Prompt =
Retype the data below without altering anything.

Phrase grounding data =
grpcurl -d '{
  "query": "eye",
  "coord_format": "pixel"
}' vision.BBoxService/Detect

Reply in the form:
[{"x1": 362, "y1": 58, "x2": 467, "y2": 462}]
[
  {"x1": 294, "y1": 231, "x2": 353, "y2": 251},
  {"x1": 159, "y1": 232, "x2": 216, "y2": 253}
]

Written solution =
grpcurl -d '{
  "query": "eye",
  "coord_format": "pixel"
}' vision.BBoxService/Detect

Reply in the form:
[{"x1": 362, "y1": 58, "x2": 467, "y2": 462}]
[
  {"x1": 294, "y1": 231, "x2": 353, "y2": 251},
  {"x1": 159, "y1": 232, "x2": 216, "y2": 253}
]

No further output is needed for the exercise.